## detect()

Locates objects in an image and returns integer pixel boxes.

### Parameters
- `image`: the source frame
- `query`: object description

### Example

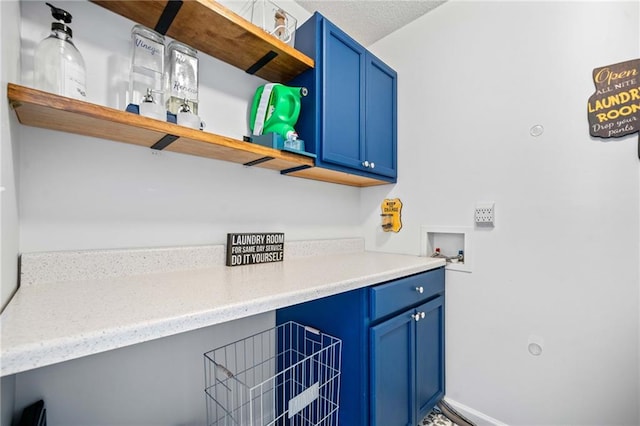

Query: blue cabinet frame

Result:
[276,268,445,426]
[288,12,397,182]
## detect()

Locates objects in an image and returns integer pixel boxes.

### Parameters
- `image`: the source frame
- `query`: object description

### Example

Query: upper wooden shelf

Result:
[91,0,314,83]
[7,83,314,171]
[7,83,389,187]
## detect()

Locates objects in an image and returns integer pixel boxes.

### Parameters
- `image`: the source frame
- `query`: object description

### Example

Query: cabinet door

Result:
[370,310,416,426]
[320,19,366,169]
[364,53,397,178]
[416,296,444,419]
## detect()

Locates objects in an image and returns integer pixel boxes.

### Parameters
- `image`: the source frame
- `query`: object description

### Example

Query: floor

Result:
[418,407,458,426]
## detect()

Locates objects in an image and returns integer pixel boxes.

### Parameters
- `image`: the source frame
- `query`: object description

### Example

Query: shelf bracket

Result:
[151,134,180,151]
[280,164,311,175]
[246,50,278,74]
[154,0,182,35]
[243,157,273,167]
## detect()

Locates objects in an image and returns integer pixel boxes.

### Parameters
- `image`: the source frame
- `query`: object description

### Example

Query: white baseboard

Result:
[444,397,508,426]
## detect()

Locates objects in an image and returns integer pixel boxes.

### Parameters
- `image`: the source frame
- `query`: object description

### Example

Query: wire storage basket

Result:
[204,322,342,426]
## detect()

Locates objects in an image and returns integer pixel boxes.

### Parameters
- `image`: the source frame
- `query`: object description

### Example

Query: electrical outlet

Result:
[475,203,495,226]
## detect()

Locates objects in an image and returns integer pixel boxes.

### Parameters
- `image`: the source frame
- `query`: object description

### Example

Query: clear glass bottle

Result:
[34,3,87,100]
[127,25,164,109]
[167,40,198,115]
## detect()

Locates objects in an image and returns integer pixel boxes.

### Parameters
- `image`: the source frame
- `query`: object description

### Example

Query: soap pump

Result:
[34,3,87,100]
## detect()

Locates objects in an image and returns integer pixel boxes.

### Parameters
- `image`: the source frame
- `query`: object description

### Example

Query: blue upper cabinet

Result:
[289,13,397,182]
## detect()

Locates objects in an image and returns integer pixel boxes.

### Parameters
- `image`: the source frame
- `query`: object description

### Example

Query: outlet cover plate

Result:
[474,202,496,226]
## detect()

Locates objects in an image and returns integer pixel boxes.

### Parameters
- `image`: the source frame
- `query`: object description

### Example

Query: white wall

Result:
[0,1,20,425]
[19,2,361,252]
[2,1,362,426]
[362,1,640,425]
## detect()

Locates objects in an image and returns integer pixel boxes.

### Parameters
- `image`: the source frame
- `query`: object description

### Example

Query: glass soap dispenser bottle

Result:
[128,25,167,121]
[167,40,198,115]
[34,3,87,100]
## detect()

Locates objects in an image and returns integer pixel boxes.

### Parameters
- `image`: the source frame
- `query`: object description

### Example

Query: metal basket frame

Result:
[204,322,342,426]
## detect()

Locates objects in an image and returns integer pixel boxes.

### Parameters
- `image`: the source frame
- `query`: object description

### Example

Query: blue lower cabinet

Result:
[415,297,445,421]
[371,312,417,426]
[276,268,445,426]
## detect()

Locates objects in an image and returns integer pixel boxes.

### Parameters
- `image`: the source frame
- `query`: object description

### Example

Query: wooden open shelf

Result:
[7,83,314,171]
[91,0,314,83]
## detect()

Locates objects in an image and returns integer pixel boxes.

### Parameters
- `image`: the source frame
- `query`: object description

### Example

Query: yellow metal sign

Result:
[380,198,402,232]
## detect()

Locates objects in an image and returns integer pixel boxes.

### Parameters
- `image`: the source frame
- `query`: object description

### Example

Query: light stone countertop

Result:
[0,241,445,376]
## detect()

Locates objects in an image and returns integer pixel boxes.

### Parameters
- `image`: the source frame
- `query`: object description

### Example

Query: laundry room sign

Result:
[227,232,284,266]
[587,59,640,138]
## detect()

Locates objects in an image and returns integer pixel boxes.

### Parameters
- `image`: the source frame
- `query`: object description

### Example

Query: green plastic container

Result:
[249,83,308,140]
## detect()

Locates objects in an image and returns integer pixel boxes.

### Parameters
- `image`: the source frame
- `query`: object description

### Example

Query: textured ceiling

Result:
[296,0,445,46]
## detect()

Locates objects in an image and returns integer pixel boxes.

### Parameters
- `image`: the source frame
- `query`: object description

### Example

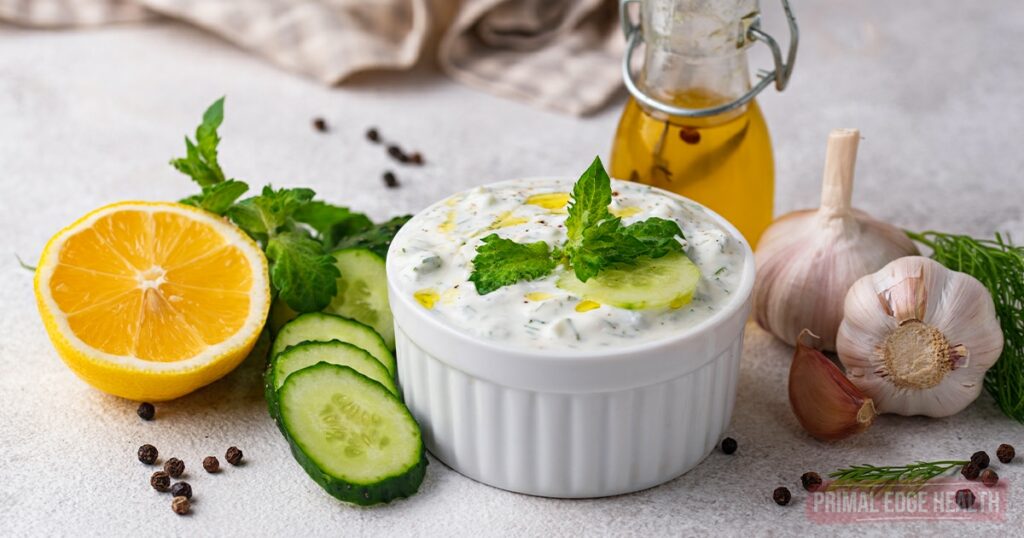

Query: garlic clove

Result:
[837,256,1002,417]
[754,129,918,350]
[790,330,877,441]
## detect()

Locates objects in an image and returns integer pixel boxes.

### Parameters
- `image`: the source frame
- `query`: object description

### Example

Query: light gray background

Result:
[0,0,1024,536]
──────
Exercise description:
Reproduce the listing word for word from its first line through the line containing "[416,296,444,419]", with both ends included. Leave the pictures out of your answer.

Result below:
## detect()

Locates objects in an image and returns integer pixel boxes.

### Parameters
- `image`: the source frame
- `query`: object description

### Example


Query: blue cabinet frame

Result:
[276,268,445,426]
[288,12,397,182]
## detect()

Locates objects in an image and returns integer pixel boxes.

### Parameters
- `image`: the source frame
- `query`: object description

### Example

Query: upper wooden shelf

Result:
[91,0,314,83]
[7,83,314,171]
[7,83,389,187]
## detect()

Locates objects in an image and returns integer pixel boxes.

### Parameters
- `image`: the source frame
- `query`: object description

### Example

Query: cabinet door

Result:
[370,310,416,426]
[320,19,366,169]
[364,53,397,178]
[416,296,444,419]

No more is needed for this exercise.